>>>>>

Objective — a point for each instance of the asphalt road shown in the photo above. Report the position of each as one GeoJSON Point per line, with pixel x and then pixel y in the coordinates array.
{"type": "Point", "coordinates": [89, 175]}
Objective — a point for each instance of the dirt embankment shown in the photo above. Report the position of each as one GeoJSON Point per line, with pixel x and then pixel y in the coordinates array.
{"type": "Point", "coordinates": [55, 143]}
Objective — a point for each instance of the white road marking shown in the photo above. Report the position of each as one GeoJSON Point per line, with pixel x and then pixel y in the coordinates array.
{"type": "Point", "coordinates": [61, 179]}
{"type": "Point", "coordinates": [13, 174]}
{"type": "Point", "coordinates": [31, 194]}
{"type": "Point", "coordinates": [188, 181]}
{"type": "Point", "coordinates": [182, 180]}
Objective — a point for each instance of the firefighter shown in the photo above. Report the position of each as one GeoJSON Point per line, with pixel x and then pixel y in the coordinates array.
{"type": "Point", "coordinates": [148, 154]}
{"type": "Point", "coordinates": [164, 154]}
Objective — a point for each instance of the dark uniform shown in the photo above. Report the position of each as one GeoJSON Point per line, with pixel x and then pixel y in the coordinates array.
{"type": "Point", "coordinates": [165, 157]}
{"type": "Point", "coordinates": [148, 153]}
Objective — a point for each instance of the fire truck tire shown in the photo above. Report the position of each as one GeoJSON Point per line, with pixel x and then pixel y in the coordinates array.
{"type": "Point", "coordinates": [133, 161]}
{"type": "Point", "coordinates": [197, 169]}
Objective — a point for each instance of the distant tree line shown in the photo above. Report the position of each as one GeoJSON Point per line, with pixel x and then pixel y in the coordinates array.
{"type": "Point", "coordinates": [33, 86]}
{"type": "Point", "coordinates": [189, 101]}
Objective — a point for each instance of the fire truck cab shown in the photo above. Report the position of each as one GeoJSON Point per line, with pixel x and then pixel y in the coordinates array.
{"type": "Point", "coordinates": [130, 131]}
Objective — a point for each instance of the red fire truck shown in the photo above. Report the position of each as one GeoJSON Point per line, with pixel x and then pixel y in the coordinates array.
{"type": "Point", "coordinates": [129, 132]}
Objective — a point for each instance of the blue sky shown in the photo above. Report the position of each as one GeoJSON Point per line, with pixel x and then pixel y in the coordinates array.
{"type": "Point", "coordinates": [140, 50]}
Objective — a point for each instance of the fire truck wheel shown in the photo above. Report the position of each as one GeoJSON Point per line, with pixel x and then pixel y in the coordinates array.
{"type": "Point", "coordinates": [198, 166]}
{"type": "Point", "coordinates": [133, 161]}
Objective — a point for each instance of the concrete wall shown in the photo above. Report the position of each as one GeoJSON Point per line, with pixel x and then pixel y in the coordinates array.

<<<<<

**Problem to work on**: Set down all of the data above, word for word.

**Task result**:
Objective — a point for each instance of the asphalt road shown in the photo above. Report the position of each as one GeoJSON Point per line, with pixel x and then pixel y in the coordinates array.
{"type": "Point", "coordinates": [89, 175]}
Objective — a point for each instance of the dirt embankment shown in the photo above. Report the position of each as one GeoJSON Point per line, with pixel x and then pixel y in the coordinates array.
{"type": "Point", "coordinates": [55, 143]}
Objective — a point for each instance of the white road marking shown in the photo above. Report the position of each as one GeoJSON Point per line, with pixel x and then pixel y in the coordinates array.
{"type": "Point", "coordinates": [61, 179]}
{"type": "Point", "coordinates": [13, 174]}
{"type": "Point", "coordinates": [31, 194]}
{"type": "Point", "coordinates": [188, 181]}
{"type": "Point", "coordinates": [182, 180]}
Objective — a point for each instance of the firefighter shown in the photo above. Report the position of each as one GeoJSON Point per line, with pixel x and then pixel y in the coordinates array.
{"type": "Point", "coordinates": [148, 154]}
{"type": "Point", "coordinates": [164, 154]}
Objective — a point for each instance of the dark uniform shown in the photo above. Report the position of each as one GeoJSON Point per line, with pixel x and then pixel y in the coordinates array.
{"type": "Point", "coordinates": [165, 157]}
{"type": "Point", "coordinates": [148, 153]}
Objective — a point for each instance of the fire truck tire shown in the photo above. Report the position of each as one GeoJSON Point per line, with pixel x and then pixel y in the coordinates array.
{"type": "Point", "coordinates": [133, 161]}
{"type": "Point", "coordinates": [197, 169]}
Objective — a point for each instance of the distant tree line shown in the photo above. Report the position of each as one GeoJSON Point per line, with pixel x and then pixel y in the coordinates array.
{"type": "Point", "coordinates": [33, 86]}
{"type": "Point", "coordinates": [189, 101]}
Objective — a point for each instance of the fire truck cab shown in the photo above. Report the position of each as one GeoJSON Point per line, with pixel x and then pixel y in the coordinates array.
{"type": "Point", "coordinates": [130, 131]}
Objective — a point for each instance of the red fire truck shown in the photo above. Report the position of each as one GeoJSON Point per line, with pixel x and then pixel y in the coordinates array.
{"type": "Point", "coordinates": [129, 132]}
Objective — a point for each instance of the blue sky shown in the photo above. Report the position of each as one GeoJSON Point per line, with pixel x and then pixel y in the coordinates array.
{"type": "Point", "coordinates": [140, 50]}
Objective — a point for each instance of the fire truck wheel shown in the photo above. Report the position of each as one GeoJSON Point per line, with pixel x and then pixel y in the coordinates array.
{"type": "Point", "coordinates": [198, 166]}
{"type": "Point", "coordinates": [133, 161]}
Objective — a point for each instance of the concrete wall shown in the photo above. Report the position of each as one GeoJSON Point per line, with pixel x and then pixel y in the coordinates array.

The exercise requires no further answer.